# start of SOURCE RECORDS
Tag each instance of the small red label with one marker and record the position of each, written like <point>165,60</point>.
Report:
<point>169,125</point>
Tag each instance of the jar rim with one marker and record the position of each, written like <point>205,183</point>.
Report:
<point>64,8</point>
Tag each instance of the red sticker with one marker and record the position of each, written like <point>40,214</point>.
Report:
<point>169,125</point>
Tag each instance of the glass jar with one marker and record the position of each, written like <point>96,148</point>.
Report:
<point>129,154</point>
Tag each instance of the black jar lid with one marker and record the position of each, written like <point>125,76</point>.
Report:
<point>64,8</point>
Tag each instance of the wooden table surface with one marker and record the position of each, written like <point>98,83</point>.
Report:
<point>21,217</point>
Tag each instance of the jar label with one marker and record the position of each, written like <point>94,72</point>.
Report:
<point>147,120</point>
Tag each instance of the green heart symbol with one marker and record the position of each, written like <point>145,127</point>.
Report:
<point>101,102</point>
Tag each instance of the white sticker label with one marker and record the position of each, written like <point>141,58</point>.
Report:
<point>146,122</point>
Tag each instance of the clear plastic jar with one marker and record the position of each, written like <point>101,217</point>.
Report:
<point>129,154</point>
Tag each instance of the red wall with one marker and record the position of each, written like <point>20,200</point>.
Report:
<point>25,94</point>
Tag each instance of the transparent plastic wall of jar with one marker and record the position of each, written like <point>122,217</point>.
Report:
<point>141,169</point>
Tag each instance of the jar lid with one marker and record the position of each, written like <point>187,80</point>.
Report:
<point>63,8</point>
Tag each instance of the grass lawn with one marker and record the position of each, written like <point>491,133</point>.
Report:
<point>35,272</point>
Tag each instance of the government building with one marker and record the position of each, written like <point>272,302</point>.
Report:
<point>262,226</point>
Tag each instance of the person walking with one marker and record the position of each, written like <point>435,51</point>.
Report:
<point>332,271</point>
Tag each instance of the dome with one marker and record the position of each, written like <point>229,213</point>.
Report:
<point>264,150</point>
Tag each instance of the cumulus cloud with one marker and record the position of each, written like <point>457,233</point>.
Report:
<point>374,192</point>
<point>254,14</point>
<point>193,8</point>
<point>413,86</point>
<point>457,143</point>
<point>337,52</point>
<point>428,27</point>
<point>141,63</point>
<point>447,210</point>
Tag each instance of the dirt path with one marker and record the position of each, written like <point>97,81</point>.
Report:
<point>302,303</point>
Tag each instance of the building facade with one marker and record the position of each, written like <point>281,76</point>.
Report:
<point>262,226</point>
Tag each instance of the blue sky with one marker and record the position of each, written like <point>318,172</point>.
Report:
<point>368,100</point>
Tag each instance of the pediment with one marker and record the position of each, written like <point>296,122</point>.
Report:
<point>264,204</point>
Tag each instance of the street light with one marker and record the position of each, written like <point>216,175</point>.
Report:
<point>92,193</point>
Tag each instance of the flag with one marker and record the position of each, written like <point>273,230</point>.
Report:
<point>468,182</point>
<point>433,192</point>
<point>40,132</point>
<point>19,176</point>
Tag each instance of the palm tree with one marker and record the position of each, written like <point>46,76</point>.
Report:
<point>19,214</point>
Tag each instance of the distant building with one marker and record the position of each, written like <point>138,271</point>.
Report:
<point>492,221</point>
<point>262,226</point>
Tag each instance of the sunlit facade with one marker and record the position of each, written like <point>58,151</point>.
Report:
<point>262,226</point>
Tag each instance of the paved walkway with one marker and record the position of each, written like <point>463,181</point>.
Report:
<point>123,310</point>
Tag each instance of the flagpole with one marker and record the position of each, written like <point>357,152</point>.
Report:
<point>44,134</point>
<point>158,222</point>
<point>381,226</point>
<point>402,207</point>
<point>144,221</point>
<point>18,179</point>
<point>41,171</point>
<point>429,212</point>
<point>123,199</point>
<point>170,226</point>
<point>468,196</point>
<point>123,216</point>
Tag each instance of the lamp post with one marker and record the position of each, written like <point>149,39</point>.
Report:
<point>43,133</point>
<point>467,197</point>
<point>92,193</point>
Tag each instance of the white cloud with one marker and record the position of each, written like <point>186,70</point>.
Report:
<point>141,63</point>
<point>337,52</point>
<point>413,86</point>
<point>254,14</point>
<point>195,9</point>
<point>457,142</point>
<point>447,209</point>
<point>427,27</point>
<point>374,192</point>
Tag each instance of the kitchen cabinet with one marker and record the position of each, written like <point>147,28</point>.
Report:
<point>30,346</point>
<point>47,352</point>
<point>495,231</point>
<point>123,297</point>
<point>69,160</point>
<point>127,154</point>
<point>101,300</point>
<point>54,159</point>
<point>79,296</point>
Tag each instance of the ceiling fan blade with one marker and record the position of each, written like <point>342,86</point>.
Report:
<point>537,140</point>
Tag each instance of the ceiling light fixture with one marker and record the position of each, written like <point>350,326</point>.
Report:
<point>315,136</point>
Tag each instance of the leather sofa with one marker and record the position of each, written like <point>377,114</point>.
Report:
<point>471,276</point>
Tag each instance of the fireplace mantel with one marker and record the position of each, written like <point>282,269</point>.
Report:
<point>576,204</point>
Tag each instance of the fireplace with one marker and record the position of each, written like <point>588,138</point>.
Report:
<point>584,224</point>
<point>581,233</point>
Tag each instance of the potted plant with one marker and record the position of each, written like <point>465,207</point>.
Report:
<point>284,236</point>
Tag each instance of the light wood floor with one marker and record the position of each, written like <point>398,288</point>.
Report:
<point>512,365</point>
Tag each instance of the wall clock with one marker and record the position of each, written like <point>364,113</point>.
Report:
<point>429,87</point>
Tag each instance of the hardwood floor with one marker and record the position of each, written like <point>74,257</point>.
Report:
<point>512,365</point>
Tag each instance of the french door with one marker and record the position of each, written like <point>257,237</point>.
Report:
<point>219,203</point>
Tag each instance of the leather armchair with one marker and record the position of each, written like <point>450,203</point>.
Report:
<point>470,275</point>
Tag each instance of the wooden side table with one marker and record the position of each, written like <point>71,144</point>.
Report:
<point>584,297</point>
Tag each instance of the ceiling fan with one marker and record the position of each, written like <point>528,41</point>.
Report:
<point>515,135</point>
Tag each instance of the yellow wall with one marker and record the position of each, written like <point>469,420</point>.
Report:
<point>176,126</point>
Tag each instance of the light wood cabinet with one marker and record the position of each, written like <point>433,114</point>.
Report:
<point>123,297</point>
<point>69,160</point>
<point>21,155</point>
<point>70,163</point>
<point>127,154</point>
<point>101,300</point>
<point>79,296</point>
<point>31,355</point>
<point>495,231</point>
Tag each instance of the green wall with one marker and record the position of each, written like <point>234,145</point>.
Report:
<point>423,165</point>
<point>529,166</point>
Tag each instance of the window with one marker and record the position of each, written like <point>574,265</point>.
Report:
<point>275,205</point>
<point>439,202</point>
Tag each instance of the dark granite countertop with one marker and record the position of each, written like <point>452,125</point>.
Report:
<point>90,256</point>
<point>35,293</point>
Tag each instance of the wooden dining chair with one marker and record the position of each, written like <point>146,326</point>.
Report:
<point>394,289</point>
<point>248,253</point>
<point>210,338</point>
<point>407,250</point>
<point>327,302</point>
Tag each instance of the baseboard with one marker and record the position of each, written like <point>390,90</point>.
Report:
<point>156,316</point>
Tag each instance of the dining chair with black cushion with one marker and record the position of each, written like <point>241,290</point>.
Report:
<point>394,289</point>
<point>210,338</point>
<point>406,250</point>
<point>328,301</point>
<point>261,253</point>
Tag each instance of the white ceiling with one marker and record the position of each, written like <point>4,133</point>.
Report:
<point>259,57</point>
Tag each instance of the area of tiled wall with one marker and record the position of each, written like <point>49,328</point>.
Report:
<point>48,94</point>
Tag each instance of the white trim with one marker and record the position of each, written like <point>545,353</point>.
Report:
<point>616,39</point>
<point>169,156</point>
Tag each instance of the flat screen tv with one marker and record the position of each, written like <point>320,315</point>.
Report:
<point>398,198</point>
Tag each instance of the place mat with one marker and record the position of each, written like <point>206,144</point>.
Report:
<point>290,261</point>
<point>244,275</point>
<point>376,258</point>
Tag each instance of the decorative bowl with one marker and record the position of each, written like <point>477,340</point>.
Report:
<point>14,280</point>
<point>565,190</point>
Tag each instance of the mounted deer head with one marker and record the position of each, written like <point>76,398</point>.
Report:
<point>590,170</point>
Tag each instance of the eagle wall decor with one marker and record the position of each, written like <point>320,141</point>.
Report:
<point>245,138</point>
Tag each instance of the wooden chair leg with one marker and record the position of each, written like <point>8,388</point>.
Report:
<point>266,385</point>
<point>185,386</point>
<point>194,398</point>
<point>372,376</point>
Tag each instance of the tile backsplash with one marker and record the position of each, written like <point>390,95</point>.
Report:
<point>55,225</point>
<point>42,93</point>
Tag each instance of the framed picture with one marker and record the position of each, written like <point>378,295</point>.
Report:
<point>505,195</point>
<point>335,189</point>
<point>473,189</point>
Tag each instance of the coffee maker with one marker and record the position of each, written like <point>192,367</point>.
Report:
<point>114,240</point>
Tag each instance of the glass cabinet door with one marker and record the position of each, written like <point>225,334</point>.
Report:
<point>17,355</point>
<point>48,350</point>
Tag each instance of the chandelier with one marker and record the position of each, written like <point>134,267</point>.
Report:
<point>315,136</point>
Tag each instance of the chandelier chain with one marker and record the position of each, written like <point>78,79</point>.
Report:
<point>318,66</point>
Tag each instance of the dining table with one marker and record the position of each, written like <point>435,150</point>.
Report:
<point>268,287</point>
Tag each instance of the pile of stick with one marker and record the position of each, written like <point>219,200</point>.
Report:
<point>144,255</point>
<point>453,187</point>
# end of SOURCE RECORDS
# start of SOURCE RECORDS
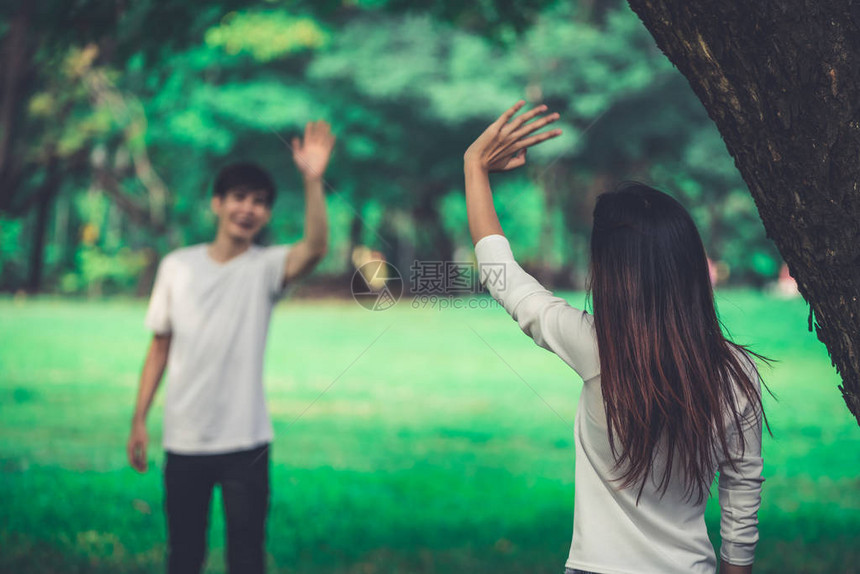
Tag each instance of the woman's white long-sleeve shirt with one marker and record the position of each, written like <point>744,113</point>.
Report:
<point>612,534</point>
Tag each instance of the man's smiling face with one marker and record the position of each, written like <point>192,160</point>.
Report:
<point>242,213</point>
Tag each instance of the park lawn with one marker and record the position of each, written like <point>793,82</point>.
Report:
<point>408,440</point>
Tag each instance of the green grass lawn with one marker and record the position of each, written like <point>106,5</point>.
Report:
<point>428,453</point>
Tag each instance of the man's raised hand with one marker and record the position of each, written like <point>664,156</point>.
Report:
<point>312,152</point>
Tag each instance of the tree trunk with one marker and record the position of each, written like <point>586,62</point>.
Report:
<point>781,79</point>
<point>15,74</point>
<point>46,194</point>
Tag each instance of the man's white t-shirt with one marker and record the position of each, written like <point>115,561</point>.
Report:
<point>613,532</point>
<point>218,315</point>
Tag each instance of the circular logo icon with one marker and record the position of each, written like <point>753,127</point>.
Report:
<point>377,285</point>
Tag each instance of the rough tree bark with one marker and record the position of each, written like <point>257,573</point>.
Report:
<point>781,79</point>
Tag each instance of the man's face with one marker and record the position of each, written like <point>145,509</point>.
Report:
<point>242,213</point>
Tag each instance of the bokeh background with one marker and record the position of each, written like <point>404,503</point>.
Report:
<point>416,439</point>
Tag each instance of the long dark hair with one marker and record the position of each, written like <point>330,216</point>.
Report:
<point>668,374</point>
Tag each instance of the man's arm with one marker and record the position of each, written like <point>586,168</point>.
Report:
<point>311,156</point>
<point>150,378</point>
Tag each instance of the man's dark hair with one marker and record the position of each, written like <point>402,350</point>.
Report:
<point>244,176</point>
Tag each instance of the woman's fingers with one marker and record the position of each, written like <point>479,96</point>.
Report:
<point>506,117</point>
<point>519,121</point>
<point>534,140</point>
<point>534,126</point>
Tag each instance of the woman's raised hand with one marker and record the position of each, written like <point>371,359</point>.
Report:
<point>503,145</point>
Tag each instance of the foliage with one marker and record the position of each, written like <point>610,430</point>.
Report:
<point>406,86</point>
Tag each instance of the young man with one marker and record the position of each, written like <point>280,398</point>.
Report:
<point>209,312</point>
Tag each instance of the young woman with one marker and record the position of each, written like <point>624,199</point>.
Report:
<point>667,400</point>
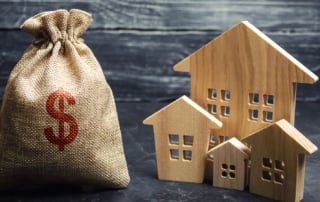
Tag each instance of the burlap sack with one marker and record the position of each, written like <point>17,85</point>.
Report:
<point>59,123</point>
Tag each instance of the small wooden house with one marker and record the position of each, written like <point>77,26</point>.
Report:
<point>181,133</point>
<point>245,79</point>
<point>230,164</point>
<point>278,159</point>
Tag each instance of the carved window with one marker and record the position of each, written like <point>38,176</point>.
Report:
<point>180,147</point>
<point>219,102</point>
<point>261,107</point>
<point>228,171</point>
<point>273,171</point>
# end of SOURCE RECORDS
# start of SOURCE RECORDS
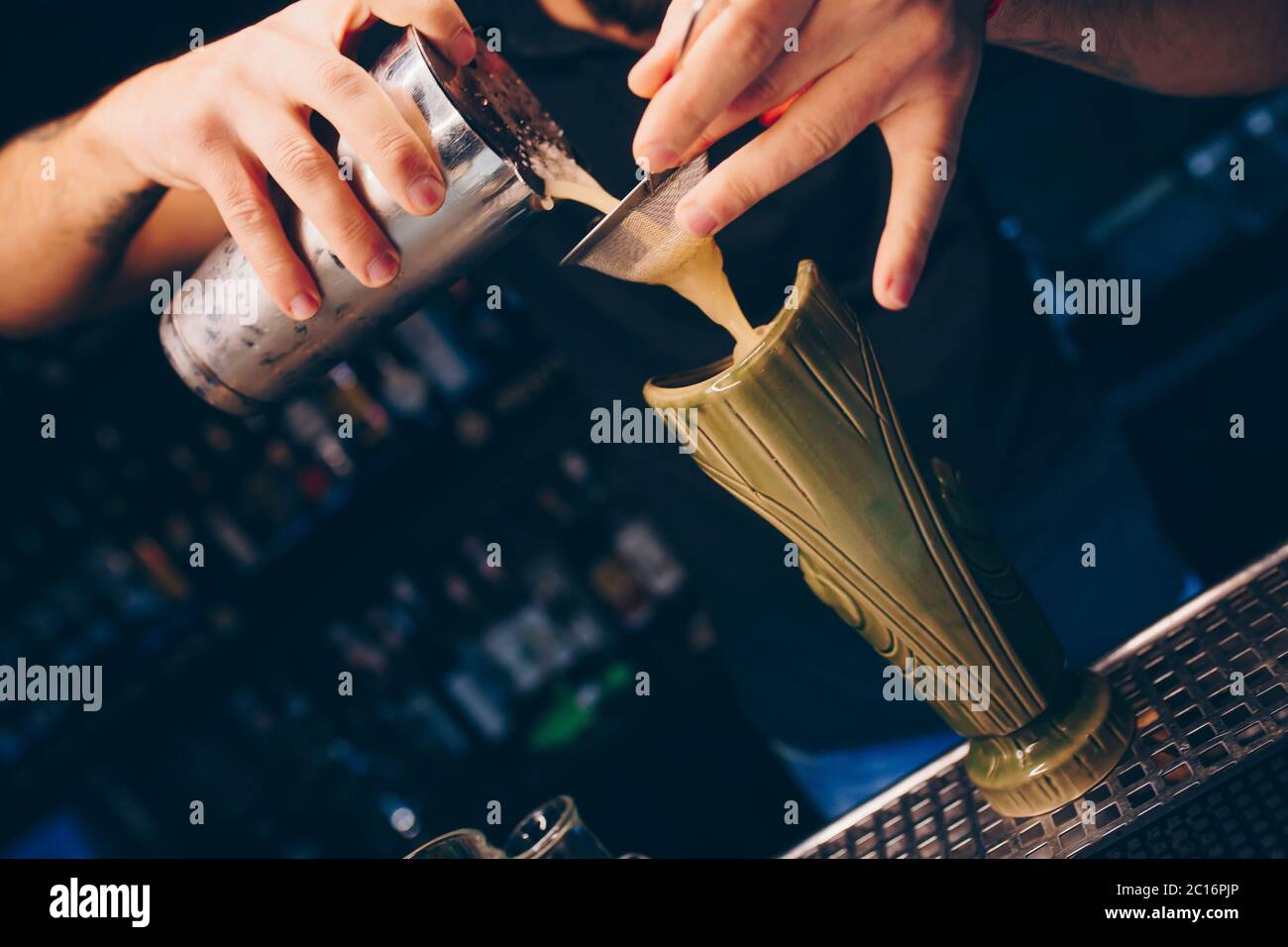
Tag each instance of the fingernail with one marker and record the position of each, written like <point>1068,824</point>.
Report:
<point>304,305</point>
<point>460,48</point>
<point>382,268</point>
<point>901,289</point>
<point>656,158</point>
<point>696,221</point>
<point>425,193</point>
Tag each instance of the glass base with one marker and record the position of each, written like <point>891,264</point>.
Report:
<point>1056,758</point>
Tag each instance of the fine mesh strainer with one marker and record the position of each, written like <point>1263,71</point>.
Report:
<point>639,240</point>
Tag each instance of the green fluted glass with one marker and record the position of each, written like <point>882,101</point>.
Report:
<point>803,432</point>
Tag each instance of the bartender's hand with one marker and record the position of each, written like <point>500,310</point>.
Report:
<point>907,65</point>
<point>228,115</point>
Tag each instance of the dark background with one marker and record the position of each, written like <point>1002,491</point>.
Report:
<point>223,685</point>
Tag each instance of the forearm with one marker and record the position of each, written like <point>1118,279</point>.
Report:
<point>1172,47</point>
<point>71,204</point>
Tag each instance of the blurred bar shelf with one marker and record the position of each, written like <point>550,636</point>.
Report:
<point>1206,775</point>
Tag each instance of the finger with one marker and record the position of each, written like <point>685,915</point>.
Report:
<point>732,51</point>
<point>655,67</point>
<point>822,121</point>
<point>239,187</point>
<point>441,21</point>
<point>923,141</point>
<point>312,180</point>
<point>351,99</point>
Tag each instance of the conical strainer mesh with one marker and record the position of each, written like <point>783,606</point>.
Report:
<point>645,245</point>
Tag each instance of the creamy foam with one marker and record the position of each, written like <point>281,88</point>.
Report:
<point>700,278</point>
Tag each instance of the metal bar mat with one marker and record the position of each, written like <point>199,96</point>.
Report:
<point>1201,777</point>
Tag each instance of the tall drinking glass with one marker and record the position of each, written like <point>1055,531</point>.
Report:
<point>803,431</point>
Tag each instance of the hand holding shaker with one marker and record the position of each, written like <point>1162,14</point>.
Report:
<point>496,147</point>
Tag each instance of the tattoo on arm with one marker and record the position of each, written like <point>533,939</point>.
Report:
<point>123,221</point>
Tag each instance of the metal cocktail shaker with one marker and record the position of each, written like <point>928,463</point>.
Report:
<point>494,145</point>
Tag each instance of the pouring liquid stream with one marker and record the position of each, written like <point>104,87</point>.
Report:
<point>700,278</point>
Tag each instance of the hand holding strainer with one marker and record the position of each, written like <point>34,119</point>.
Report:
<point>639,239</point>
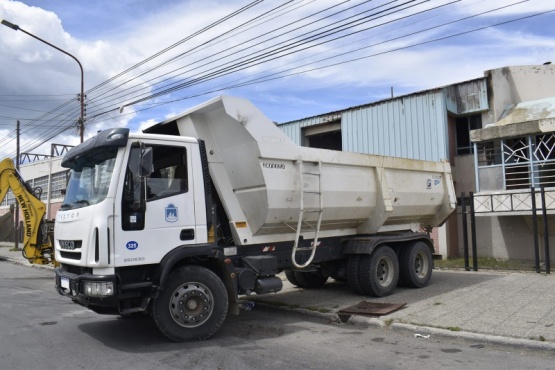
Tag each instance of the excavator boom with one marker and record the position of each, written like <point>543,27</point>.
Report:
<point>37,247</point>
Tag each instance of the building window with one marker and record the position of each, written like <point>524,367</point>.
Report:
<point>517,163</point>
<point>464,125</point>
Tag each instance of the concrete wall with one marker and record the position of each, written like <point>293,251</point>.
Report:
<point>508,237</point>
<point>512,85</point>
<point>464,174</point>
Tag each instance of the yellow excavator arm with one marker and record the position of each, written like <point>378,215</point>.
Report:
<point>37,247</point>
# end of SOURCE RECORDS
_INSTRUCTIONS TO FOLLOW_.
Render everything from the line containing "Tag each instance of the ceiling light" down to the line containing "<point>284,236</point>" as a CSV with the columns instruction and response. Give one row per entry, put each field in double quotes, and replace line breaks with spaces.

_SOLUTION_.
instruction,response
"Tag each instance of the ceiling light fixture with one marker and record the position of each, written like <point>350,326</point>. Report:","<point>315,136</point>"
"Tag each instance of the leather sofa with one marker and record the position of each, written like <point>377,114</point>. Report:","<point>471,276</point>"
"Tag each instance of the fireplace mantel with one marker and record the position of each, written like <point>282,269</point>. Report:","<point>576,204</point>"
"Tag each instance of the fireplace with one marker and record the position of each, written like <point>588,138</point>. Report:","<point>584,224</point> <point>581,233</point>"
"Tag each instance of the potted plant with one marker and record the position of each, written like <point>465,207</point>. Report:","<point>284,236</point>"